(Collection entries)
···

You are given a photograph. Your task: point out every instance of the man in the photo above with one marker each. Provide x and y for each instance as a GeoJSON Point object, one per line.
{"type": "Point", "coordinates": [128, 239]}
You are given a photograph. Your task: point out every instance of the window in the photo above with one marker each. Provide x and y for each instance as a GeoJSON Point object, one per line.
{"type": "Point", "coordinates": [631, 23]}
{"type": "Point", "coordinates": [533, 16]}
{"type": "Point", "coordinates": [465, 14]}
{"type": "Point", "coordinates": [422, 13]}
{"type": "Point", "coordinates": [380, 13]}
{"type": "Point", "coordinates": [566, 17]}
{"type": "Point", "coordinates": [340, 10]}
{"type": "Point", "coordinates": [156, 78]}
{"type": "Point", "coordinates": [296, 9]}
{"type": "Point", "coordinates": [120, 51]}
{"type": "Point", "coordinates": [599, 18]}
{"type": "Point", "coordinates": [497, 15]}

···

> **Task goal**: Can you edit the listing above so every "Your task" becomes "Your job", with nothing else changed?

> **Solution to the problem**:
You are given a photograph. Your job: point out every instance of the man in the photo above with one marker each. Provide x and y for each instance as a GeoJSON Point object, one per line.
{"type": "Point", "coordinates": [128, 239]}
You are given a photograph. Your job: point out every instance of the window in the photo above with one marker each. Provide x and y for each instance as a GeoJSON Point object, one per line.
{"type": "Point", "coordinates": [631, 23]}
{"type": "Point", "coordinates": [533, 16]}
{"type": "Point", "coordinates": [465, 14]}
{"type": "Point", "coordinates": [422, 13]}
{"type": "Point", "coordinates": [380, 13]}
{"type": "Point", "coordinates": [566, 17]}
{"type": "Point", "coordinates": [340, 10]}
{"type": "Point", "coordinates": [156, 78]}
{"type": "Point", "coordinates": [296, 9]}
{"type": "Point", "coordinates": [120, 51]}
{"type": "Point", "coordinates": [599, 18]}
{"type": "Point", "coordinates": [497, 15]}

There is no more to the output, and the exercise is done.